Rewrite the records from the line holding "Identify every instance of the man's eyebrow" through the line holding "x=162 y=184", inclusive, replacing "brick wall" with "stone wall" and keeping every other part unchanged. Omit the pictures.

Pointing records:
BEGIN
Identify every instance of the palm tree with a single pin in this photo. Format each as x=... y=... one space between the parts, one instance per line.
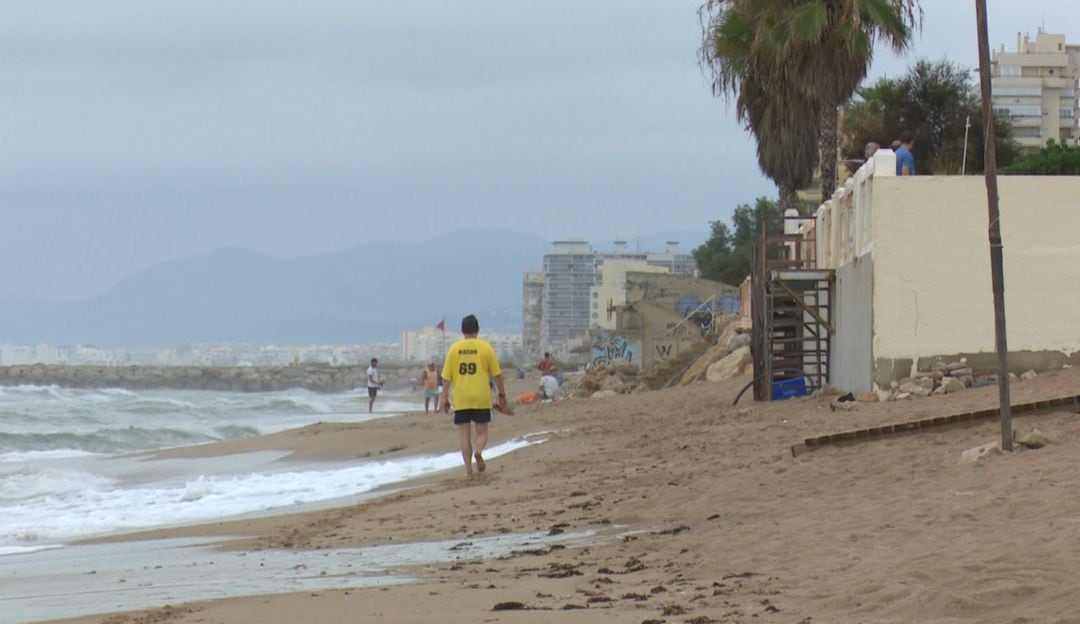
x=740 y=51
x=810 y=56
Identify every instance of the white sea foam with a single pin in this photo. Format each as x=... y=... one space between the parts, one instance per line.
x=49 y=505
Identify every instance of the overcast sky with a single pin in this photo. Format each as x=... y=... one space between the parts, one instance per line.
x=136 y=132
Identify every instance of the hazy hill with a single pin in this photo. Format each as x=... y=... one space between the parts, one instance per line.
x=368 y=293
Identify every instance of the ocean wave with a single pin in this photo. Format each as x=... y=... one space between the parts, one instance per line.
x=107 y=441
x=237 y=431
x=158 y=405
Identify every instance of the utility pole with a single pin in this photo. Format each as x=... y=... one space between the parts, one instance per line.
x=997 y=263
x=963 y=162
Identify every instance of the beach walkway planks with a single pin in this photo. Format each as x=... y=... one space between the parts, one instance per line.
x=921 y=424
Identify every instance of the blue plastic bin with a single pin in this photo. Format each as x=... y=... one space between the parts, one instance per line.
x=788 y=389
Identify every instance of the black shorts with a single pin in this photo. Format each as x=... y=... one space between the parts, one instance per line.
x=467 y=416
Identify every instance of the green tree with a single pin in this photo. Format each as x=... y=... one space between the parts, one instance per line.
x=1054 y=160
x=791 y=64
x=726 y=257
x=933 y=100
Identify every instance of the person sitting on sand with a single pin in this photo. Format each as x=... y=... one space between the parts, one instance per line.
x=549 y=387
x=429 y=379
x=470 y=366
x=548 y=366
x=374 y=383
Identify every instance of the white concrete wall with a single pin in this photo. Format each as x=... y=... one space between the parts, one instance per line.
x=932 y=290
x=912 y=257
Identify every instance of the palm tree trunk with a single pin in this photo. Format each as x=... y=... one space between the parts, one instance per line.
x=788 y=199
x=827 y=146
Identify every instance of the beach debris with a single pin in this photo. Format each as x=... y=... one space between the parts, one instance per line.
x=1034 y=438
x=973 y=455
x=732 y=365
x=510 y=606
x=828 y=390
x=559 y=571
x=673 y=531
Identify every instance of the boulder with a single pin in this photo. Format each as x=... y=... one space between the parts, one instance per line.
x=915 y=389
x=615 y=383
x=950 y=384
x=973 y=455
x=738 y=341
x=698 y=369
x=733 y=365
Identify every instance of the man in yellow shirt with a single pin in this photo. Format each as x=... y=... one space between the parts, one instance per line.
x=470 y=366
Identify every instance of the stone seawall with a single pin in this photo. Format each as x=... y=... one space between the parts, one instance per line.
x=318 y=378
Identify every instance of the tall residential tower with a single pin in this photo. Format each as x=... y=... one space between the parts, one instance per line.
x=1036 y=87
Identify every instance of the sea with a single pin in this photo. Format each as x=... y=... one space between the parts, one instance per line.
x=77 y=464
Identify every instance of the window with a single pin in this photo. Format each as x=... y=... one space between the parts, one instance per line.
x=1017 y=91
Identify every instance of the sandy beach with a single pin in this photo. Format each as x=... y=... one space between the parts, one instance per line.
x=704 y=515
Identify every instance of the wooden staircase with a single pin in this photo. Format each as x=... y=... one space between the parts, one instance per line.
x=791 y=308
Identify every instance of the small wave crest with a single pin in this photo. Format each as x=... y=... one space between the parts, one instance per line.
x=109 y=441
x=237 y=431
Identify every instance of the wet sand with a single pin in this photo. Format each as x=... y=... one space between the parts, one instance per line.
x=709 y=517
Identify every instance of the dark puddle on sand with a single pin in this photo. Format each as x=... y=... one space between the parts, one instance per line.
x=82 y=580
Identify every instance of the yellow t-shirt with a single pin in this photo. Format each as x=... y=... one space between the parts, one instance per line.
x=470 y=363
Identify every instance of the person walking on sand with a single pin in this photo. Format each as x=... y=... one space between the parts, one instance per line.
x=374 y=383
x=470 y=366
x=430 y=381
x=905 y=160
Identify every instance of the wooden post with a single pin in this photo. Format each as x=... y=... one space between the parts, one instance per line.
x=997 y=263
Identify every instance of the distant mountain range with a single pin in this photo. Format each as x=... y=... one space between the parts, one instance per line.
x=369 y=293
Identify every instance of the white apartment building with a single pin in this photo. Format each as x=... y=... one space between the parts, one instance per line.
x=611 y=290
x=1036 y=86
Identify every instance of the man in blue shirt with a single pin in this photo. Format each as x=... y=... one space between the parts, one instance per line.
x=905 y=160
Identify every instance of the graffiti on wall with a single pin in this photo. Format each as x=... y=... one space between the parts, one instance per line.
x=666 y=348
x=612 y=349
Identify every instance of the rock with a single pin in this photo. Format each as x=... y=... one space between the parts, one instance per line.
x=916 y=389
x=733 y=365
x=1034 y=438
x=973 y=455
x=950 y=384
x=826 y=390
x=615 y=383
x=698 y=369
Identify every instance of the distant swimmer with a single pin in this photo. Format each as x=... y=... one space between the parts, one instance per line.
x=470 y=366
x=429 y=379
x=374 y=383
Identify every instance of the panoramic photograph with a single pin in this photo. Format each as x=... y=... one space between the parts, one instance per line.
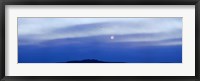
x=99 y=40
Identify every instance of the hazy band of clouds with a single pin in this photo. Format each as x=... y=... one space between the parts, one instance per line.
x=39 y=30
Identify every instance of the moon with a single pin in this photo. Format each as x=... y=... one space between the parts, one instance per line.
x=112 y=37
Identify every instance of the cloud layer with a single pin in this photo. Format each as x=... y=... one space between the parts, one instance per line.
x=152 y=31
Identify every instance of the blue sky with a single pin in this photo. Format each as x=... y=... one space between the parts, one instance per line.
x=108 y=39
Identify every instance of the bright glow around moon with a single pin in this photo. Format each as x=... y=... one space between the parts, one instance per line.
x=112 y=37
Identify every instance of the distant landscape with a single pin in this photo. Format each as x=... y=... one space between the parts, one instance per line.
x=100 y=40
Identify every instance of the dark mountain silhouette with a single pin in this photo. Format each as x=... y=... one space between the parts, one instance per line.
x=90 y=61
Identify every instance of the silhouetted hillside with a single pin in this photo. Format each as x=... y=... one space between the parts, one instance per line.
x=90 y=61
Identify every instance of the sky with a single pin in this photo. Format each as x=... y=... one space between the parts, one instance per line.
x=131 y=40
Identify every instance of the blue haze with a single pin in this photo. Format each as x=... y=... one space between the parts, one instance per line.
x=129 y=40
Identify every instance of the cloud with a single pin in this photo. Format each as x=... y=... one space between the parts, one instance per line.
x=39 y=30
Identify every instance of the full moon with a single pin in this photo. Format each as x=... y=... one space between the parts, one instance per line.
x=112 y=37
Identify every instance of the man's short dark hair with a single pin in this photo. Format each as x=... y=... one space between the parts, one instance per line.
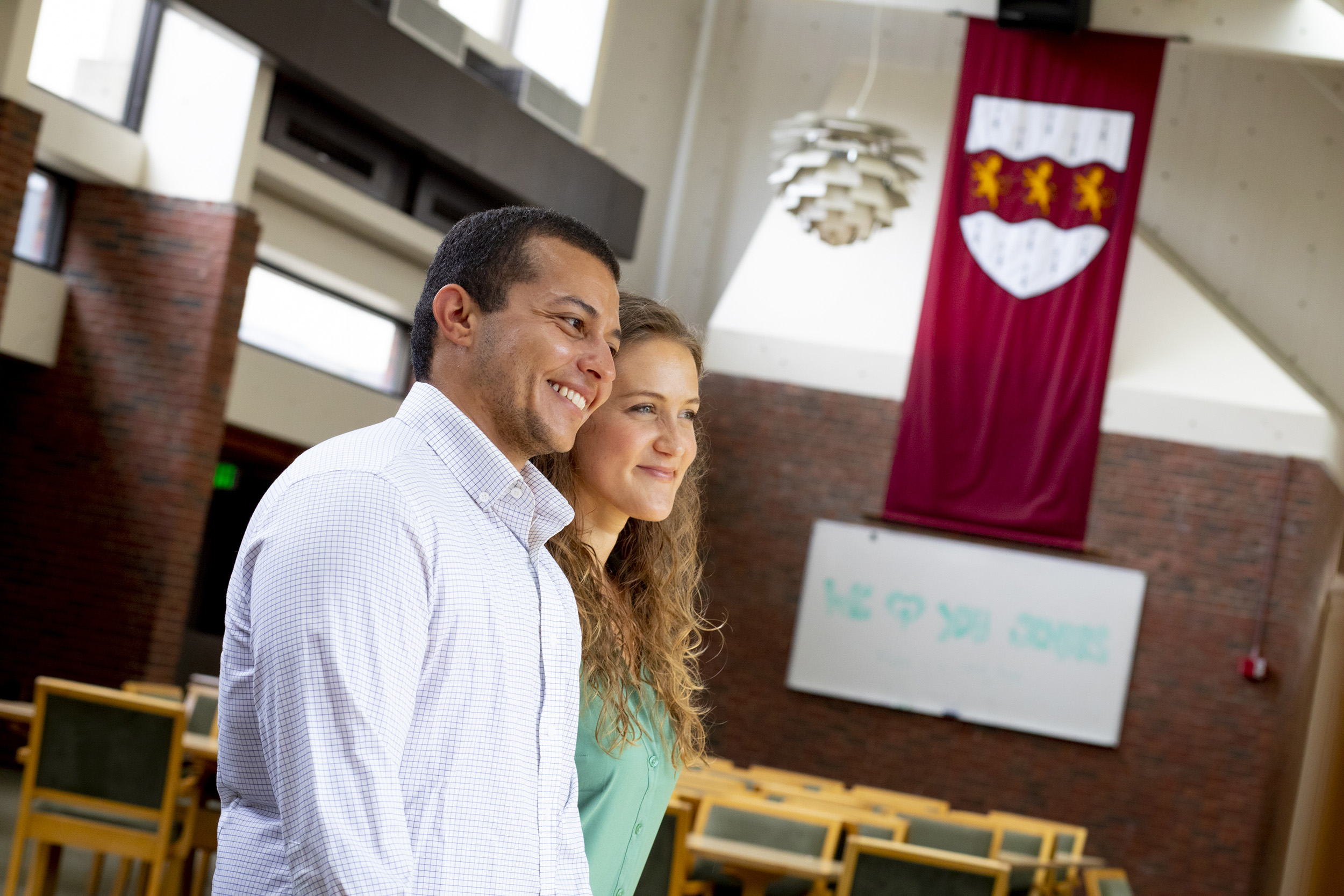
x=485 y=254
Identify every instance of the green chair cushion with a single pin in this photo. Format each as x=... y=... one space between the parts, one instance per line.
x=889 y=876
x=949 y=836
x=84 y=813
x=1114 y=887
x=109 y=752
x=765 y=830
x=1017 y=841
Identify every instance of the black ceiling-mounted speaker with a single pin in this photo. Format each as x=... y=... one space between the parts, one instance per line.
x=1066 y=17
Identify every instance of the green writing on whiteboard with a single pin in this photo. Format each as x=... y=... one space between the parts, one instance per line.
x=853 y=604
x=905 y=607
x=964 y=622
x=1066 y=640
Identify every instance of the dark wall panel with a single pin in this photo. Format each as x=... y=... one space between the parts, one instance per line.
x=348 y=52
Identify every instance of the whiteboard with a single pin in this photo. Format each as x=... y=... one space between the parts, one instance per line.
x=987 y=634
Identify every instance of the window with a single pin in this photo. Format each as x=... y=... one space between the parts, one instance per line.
x=42 y=222
x=558 y=39
x=313 y=327
x=96 y=54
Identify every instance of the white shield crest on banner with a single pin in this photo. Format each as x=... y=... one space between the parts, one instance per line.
x=1033 y=257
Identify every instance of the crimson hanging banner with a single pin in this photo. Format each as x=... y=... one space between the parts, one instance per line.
x=999 y=429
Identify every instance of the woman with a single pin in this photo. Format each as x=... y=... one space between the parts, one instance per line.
x=632 y=555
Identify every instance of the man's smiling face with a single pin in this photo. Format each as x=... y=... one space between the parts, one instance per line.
x=546 y=358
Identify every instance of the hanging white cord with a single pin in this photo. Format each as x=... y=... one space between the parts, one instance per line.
x=856 y=109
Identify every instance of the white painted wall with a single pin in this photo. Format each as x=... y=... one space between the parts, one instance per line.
x=197 y=111
x=287 y=401
x=34 y=312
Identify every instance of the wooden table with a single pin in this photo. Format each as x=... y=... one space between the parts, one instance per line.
x=759 y=865
x=17 y=711
x=1026 y=860
x=199 y=746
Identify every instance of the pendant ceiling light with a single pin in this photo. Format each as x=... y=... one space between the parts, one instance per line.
x=842 y=176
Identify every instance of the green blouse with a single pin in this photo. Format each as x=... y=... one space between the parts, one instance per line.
x=623 y=798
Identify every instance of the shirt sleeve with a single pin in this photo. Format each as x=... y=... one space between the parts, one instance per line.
x=340 y=618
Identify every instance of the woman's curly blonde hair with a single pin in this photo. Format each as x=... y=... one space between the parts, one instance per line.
x=659 y=569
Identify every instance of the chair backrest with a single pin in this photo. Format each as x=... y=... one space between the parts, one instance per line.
x=749 y=820
x=796 y=778
x=103 y=749
x=1030 y=837
x=202 y=706
x=897 y=801
x=666 y=870
x=883 y=868
x=858 y=820
x=154 y=690
x=968 y=836
x=1106 y=881
x=1069 y=838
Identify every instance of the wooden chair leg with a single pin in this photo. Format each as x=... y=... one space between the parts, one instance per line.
x=96 y=873
x=11 y=876
x=46 y=871
x=119 y=883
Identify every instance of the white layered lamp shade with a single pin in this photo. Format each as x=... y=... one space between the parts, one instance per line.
x=840 y=176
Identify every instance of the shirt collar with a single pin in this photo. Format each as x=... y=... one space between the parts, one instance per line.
x=483 y=470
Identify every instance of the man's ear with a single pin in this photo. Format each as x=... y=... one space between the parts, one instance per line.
x=459 y=316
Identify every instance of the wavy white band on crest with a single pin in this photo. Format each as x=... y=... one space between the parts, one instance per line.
x=1030 y=257
x=1070 y=135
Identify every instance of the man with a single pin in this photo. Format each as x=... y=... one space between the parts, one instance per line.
x=399 y=684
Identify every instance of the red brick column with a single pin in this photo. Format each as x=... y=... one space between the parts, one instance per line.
x=18 y=141
x=108 y=460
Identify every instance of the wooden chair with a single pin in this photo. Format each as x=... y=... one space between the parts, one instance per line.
x=103 y=773
x=856 y=820
x=668 y=865
x=897 y=801
x=880 y=868
x=1030 y=837
x=1106 y=881
x=202 y=706
x=796 y=778
x=750 y=820
x=154 y=690
x=964 y=833
x=1069 y=843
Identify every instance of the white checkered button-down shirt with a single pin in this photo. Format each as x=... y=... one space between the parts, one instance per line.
x=399 y=685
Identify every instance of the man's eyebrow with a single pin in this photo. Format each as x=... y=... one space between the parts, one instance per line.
x=592 y=312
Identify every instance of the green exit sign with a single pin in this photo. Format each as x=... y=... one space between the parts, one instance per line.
x=226 y=477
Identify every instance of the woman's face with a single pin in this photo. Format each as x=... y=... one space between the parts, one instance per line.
x=632 y=454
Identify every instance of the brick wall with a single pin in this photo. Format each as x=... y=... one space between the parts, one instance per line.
x=108 y=458
x=1195 y=794
x=18 y=141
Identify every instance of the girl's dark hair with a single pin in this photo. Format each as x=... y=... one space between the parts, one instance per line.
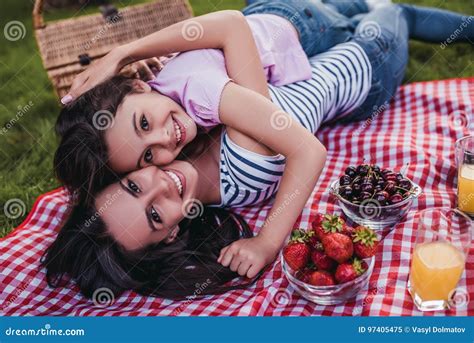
x=80 y=161
x=86 y=252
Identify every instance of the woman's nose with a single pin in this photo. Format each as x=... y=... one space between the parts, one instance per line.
x=162 y=137
x=162 y=184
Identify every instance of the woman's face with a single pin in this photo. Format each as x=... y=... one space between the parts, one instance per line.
x=148 y=129
x=147 y=205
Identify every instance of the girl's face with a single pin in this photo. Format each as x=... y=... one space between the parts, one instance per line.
x=147 y=205
x=148 y=129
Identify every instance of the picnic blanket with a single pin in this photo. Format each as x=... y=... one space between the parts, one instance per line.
x=418 y=128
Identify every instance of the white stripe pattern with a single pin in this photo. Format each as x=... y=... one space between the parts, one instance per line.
x=340 y=82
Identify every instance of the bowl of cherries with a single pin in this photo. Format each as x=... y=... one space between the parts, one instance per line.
x=374 y=197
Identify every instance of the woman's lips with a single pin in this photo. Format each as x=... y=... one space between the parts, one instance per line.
x=182 y=129
x=182 y=179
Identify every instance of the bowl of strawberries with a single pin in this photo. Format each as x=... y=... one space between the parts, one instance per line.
x=331 y=262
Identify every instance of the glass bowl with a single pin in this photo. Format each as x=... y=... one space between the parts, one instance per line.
x=328 y=295
x=370 y=213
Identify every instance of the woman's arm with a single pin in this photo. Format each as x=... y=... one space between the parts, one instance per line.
x=226 y=30
x=257 y=117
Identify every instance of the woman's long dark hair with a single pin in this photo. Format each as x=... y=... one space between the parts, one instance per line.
x=85 y=252
x=80 y=161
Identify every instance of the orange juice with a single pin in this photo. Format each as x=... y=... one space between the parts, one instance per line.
x=466 y=188
x=435 y=270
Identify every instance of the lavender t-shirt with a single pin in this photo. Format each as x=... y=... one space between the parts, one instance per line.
x=196 y=79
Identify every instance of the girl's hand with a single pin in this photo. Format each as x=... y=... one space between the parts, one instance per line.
x=99 y=71
x=248 y=256
x=144 y=70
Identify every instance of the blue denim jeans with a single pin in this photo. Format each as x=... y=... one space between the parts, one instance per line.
x=320 y=25
x=384 y=35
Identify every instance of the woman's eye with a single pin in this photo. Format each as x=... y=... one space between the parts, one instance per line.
x=133 y=186
x=148 y=156
x=144 y=123
x=155 y=216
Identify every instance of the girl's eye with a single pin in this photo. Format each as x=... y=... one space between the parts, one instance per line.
x=133 y=186
x=148 y=156
x=155 y=216
x=144 y=123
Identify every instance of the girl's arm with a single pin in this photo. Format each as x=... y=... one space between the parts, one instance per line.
x=225 y=30
x=255 y=116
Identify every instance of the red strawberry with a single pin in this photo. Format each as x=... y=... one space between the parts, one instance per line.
x=329 y=224
x=349 y=271
x=297 y=252
x=365 y=242
x=313 y=241
x=318 y=220
x=321 y=278
x=322 y=261
x=338 y=246
x=304 y=274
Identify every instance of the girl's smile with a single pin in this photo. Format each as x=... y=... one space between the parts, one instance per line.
x=148 y=129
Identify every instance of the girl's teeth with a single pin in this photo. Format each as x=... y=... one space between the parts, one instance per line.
x=178 y=132
x=176 y=180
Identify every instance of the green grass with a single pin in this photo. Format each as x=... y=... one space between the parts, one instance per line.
x=28 y=106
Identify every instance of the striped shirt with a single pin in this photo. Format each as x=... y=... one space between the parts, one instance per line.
x=340 y=82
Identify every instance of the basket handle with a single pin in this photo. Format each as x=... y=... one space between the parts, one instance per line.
x=38 y=21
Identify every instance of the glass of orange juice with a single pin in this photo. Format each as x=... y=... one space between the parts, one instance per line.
x=439 y=256
x=465 y=164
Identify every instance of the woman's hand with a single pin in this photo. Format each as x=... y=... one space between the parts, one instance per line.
x=248 y=256
x=99 y=71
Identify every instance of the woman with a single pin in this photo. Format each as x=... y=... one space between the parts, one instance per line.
x=384 y=52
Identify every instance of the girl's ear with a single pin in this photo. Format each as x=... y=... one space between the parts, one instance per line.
x=172 y=235
x=141 y=86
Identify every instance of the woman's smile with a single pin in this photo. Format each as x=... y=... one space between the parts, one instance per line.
x=179 y=180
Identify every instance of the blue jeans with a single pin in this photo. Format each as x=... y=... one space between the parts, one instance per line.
x=320 y=25
x=384 y=35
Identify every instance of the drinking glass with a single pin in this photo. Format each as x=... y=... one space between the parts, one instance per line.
x=465 y=165
x=443 y=239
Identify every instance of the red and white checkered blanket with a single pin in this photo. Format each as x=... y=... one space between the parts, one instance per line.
x=419 y=128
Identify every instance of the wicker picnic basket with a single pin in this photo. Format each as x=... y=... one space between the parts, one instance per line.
x=68 y=46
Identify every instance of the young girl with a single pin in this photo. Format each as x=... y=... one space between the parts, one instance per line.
x=352 y=76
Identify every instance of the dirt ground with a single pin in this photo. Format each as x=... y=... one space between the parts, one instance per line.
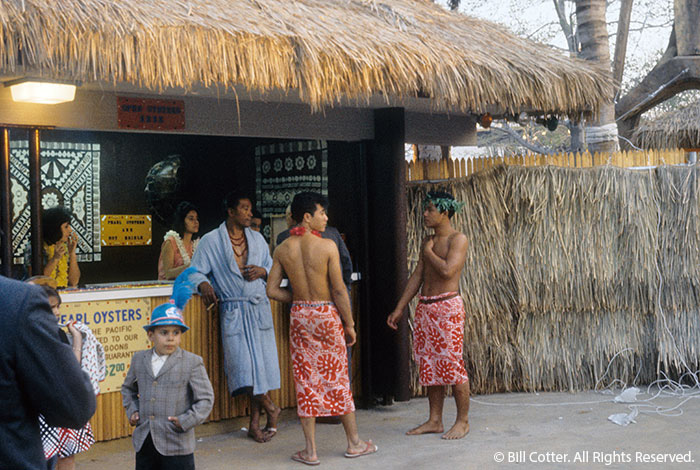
END
Solution for this exercise:
Identify every instance of the man's eyebrow with a single pin in this photo. Format each as x=... y=... one space between the parts, one instance per line.
x=592 y=312
Identify every instance of the green exit sign with a single pin in this photo. Format each as x=... y=... one space between the parts, one instance per line.
x=226 y=477
Identify every instance of the woman's face with a single pin in this photo. Format each as x=... y=... one space between the parts, one instance per line.
x=632 y=454
Identify every instance of the stone wall with a single pin in this photo. Format each as x=... y=... one space between the parts, one instance per line.
x=108 y=458
x=1195 y=794
x=18 y=141
Identify every instance of the girl's dark hair with a single pin in this photo. Format each as x=... y=... one space between the parts, one instance per line.
x=80 y=161
x=86 y=252
Identify every instance of the woman's nose with a single pin in this photo. Format each as x=... y=... one space between the parts, one instance per line.
x=162 y=137
x=162 y=184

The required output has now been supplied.